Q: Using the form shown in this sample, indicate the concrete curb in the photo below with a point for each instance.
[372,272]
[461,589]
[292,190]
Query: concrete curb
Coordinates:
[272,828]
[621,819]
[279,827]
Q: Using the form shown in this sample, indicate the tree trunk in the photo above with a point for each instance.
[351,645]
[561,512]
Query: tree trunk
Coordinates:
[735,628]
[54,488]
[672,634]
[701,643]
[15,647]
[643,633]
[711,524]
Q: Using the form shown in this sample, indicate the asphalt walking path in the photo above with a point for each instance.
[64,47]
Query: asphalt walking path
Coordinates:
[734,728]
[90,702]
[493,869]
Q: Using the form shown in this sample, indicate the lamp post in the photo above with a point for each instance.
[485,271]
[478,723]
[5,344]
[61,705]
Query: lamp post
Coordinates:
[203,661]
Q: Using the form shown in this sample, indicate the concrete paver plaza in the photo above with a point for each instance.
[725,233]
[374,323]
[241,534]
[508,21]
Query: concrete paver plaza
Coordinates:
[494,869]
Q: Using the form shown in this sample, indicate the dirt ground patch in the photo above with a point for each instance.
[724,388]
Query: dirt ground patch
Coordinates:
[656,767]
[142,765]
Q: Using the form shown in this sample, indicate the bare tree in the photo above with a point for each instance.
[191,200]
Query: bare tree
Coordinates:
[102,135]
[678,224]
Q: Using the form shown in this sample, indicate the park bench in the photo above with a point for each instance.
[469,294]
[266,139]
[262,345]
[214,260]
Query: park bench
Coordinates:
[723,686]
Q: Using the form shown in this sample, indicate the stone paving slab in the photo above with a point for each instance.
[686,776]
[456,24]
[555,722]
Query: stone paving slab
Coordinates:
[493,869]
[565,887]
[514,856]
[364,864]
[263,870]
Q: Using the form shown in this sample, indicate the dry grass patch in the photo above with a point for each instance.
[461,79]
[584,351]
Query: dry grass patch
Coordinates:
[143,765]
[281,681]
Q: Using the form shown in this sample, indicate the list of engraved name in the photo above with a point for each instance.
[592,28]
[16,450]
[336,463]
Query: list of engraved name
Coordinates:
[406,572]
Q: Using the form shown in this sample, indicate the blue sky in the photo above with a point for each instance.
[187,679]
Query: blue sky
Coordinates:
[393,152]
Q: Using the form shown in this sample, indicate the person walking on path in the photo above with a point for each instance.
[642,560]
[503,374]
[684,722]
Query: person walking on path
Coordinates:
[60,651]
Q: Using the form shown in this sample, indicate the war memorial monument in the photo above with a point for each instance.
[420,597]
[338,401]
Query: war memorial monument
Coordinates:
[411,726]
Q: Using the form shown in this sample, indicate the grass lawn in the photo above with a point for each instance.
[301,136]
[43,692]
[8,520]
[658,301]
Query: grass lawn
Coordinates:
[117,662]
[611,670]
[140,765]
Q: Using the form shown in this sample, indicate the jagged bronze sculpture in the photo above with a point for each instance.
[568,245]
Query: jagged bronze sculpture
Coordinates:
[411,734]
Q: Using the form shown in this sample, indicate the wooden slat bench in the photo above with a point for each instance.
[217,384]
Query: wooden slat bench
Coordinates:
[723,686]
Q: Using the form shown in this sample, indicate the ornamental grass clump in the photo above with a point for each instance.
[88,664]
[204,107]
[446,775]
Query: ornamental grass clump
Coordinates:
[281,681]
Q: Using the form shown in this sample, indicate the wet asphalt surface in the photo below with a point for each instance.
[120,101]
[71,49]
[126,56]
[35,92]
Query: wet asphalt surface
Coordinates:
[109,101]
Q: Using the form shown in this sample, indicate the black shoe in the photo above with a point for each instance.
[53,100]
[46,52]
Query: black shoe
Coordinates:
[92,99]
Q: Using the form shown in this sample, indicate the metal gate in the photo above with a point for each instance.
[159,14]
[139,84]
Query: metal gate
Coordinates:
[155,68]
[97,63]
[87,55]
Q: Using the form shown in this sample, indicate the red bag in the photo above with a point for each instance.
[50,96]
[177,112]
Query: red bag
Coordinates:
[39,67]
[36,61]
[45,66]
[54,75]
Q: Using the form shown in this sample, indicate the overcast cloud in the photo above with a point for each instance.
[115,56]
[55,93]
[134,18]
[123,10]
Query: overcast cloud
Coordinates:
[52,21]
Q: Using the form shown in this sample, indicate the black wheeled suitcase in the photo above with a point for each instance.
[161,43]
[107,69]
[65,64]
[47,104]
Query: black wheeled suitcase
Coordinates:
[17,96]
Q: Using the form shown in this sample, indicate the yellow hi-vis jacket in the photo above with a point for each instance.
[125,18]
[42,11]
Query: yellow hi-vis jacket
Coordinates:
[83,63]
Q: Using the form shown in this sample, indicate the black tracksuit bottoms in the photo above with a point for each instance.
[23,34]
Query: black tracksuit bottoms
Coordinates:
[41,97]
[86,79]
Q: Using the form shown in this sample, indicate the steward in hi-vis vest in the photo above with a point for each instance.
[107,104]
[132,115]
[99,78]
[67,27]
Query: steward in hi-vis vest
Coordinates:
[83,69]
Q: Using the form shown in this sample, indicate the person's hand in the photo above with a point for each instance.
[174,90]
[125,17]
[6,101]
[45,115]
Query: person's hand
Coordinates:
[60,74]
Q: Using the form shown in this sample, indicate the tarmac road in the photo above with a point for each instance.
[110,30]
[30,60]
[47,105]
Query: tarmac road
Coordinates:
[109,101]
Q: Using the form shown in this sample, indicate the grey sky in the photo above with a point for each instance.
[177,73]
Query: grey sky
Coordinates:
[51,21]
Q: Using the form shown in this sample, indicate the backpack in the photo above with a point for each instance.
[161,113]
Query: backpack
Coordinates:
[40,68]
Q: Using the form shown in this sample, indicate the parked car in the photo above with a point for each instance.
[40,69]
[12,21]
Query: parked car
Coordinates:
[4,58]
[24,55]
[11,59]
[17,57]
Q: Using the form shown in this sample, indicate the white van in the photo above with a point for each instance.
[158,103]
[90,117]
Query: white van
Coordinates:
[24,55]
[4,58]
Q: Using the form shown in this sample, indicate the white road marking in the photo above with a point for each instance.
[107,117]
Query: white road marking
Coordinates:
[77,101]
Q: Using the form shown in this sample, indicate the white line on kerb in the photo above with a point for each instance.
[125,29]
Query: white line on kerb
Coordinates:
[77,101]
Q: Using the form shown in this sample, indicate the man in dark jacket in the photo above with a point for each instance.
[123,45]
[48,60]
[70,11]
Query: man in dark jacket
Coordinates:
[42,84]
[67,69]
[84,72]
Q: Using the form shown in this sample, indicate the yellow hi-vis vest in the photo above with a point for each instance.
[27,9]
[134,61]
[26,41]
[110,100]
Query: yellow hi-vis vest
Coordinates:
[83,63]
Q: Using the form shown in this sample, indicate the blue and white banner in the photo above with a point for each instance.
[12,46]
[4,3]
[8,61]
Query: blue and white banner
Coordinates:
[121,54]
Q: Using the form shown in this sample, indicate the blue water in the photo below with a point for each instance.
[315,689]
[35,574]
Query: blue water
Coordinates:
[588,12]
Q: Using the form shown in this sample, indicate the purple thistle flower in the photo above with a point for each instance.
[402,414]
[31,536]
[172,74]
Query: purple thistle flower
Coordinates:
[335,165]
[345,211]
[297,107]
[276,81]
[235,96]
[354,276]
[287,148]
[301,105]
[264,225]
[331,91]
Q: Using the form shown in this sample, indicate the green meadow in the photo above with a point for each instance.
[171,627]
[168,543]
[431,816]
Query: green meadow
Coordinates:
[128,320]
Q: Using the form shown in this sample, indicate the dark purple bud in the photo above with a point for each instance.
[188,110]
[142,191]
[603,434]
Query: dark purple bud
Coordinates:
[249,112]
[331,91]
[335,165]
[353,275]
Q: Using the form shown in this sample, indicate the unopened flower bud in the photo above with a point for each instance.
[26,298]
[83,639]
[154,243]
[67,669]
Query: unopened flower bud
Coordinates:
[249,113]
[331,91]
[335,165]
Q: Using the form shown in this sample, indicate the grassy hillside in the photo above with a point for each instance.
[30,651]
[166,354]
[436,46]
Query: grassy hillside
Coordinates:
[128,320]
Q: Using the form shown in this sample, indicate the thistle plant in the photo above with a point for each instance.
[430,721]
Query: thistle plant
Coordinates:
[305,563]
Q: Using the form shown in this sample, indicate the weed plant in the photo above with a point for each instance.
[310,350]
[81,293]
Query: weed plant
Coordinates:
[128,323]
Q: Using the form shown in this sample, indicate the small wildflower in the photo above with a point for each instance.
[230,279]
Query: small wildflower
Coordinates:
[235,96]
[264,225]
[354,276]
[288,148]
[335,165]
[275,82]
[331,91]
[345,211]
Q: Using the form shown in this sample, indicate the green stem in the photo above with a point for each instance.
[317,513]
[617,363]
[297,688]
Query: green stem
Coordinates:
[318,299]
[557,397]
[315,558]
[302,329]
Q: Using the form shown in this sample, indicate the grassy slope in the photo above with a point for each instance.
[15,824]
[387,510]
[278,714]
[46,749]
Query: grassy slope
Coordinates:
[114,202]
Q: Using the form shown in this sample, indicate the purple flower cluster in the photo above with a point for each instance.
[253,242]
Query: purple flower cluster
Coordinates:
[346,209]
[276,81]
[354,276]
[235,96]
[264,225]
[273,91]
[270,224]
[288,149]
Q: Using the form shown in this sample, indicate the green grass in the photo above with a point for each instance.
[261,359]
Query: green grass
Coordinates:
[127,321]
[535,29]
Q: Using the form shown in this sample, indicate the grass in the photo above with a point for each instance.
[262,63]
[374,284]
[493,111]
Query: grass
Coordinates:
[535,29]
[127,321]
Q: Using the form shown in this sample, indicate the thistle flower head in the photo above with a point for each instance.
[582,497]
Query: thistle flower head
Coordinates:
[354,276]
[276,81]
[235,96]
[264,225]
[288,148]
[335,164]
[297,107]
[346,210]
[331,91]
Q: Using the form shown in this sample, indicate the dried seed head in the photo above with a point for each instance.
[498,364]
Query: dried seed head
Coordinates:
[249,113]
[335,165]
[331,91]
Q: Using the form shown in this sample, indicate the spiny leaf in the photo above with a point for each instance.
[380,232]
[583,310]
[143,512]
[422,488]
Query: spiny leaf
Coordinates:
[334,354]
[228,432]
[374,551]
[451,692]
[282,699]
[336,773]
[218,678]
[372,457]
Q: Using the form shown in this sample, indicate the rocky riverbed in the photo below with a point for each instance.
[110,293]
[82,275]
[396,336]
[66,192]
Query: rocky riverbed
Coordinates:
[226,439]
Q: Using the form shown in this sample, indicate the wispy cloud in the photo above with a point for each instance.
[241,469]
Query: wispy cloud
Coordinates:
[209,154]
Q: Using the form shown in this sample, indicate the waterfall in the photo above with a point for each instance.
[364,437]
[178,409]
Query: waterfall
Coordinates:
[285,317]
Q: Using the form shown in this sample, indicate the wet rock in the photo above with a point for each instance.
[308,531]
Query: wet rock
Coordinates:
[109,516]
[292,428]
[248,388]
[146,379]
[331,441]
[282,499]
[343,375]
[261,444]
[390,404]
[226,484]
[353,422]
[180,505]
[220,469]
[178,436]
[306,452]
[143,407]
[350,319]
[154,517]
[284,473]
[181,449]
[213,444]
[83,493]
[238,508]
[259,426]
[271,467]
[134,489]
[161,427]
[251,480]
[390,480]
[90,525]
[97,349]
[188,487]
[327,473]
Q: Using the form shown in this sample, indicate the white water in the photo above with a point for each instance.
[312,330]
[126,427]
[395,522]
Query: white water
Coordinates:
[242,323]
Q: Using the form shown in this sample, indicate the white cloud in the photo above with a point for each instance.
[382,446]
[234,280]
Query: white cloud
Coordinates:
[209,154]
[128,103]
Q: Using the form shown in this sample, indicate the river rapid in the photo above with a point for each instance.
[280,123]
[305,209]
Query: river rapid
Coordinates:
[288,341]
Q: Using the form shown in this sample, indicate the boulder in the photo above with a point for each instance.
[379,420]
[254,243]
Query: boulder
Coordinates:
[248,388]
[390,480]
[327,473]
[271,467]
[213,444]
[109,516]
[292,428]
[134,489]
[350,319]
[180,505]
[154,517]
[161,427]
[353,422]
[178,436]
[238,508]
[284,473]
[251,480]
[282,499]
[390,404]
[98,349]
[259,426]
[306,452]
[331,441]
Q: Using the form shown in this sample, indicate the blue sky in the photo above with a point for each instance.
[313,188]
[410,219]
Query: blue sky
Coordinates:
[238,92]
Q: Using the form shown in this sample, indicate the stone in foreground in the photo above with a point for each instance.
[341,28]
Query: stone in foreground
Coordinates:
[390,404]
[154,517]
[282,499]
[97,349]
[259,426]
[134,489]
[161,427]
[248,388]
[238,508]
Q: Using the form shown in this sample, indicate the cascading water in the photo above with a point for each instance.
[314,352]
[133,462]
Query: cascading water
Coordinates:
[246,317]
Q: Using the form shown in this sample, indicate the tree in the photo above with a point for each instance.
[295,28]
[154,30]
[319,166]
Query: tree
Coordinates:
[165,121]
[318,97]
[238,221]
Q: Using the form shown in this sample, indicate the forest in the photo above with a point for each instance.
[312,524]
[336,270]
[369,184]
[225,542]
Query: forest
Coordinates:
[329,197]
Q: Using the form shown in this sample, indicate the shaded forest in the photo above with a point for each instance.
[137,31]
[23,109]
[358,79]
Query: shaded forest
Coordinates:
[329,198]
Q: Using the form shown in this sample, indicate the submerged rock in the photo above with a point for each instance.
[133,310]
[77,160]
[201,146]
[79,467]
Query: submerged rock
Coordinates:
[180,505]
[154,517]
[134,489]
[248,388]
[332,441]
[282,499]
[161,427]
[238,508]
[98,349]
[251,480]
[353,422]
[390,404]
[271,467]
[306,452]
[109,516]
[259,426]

-*-

About this task: Select every line of the records holding the string "unopened".

Exercise response:
Q: Using the form shown in this sample, indicate the unopened flower bud in the photo above with a point for each instance.
Query: unopened flower bud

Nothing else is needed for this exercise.